----- FRAGMENTO DE TEXTO

Me puse a ayudar a mi padre en las faenas del monte. Me atraía el campo, la verdad. Cazaba conejos y pájaros. Dormíamos al raso y recogíamos leña que luego se vendía a dos pesetas el saco. Sabía leer y escribir y quise prepararme mejor. Al bajar a Moguer daba clases por la noche y el tiempo me cundía mucho. Hasta me quedaba tiempo para tomar parte en las luchas entre las pandillas del pueblo. Yo era jefe de una de ellas y tenía fama de invencible, no me sacudían nunca. Ahora que lo pienso, la violencia estaba por todas partes, Moguer siempre tuvo fama de violenta, de pendenciera, mi madre conoció una temporada que hubo doce muertos al año por herida de arma blanca.
Desde los nueve años llevaba ya pantalones, aunque no de pana porque no me gustaban. Alternaba en la taberna o iba al cine, fumaba tabaco liado desde muy chiquillo. Mi vida se repartía entre el trabajo de carbonero y el mar. A partir de los dieciocho años y durante los veranos pescaba la caballa en un barco de vela. La vida del mar tampoco me desagradaba, zarpábamos muy temprano y dormíamos en el barco. Íbamos a partes iguales pero el patrón se embolsaba parte y media más como dueño del velero. En fin que vivía bien aunque a costa de trabajar duro. Me libré del servicio militar y a los veinticuatro años me eché novia. Era del pueblo. Me gustaba el cine, el baile, aunque prefería ver bailar a bailar.

----------
----- ENTRADAS MOSTRADAS

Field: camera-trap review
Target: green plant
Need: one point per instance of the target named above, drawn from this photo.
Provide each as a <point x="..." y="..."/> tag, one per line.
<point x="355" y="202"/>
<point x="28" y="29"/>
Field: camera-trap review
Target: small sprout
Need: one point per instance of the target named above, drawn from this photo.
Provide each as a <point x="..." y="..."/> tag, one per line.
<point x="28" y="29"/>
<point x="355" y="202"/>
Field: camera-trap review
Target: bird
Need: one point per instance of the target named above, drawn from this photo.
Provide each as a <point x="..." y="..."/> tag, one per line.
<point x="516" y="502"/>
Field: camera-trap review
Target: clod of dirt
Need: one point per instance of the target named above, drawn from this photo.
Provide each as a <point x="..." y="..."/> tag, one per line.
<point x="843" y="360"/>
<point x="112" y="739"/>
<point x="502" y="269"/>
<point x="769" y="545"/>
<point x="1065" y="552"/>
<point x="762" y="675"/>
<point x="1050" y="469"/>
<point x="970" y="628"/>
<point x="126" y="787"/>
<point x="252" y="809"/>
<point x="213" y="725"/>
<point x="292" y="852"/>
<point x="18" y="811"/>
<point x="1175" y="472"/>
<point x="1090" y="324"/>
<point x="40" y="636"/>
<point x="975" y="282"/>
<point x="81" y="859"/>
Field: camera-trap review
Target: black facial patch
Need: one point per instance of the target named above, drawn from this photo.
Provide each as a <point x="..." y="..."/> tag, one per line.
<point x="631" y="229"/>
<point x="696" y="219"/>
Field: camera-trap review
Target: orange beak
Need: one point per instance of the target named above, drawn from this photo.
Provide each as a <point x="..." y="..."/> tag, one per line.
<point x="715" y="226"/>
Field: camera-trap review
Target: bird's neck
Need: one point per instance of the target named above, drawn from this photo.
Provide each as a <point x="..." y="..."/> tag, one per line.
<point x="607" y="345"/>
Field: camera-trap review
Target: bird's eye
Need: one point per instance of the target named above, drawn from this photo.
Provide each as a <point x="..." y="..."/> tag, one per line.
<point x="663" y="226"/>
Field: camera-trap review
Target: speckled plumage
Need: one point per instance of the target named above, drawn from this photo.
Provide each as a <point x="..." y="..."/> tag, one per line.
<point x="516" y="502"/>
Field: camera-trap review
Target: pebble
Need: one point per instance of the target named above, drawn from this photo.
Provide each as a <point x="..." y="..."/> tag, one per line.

----------

INSTRUCCIONES DE TRABAJO —
#1 Responde, según el fragmento sobre Moguer, a estas preguntas:
(a) ¿A cuánto se vendía el saco de leña?
(b) ¿Qué se pescaba durante los veranos a partir de los dieciocho años, y en qué clase de barco?
(c) ¿A qué edad se echó novia quien narra?
#2 Prosigue el fragmento sobre Moguer a partir de su última oración.

RESULTADOS —
#1
(a) A dos pesetas el saco.
(b) La caballa, en un barco de vela.
(c) A los veinticuatro años.

#2
Llegamos a ser siete hermanos pero quedamos vivos tres, el resto murieron de pequeñitos. Dejé el mar para echar una mano a mi padre; durante el verano trabajaba en la siega del trigo, con hoz. La siega se hacía antes de salir el sol y después de ponerse. Íbamos en cuadrilla y los segadores llevábamos la manija en la mano izquierda y unos zahones largos que nos protegían de las víboras, muy numerosas en la región. Mi hermana Esperanza ayudaba en casa a mi madre desde muy pequeña. Mi madre tenía un genio de perros, pegaba muy presurosa con lo primero que tomaba en sus manos. En una ocasión me abrió la cabeza con una lata. Mi padre no se ocupaba de esas cosas. A mi madre yo la quería como un hijo que quiere y debe querer a una madre.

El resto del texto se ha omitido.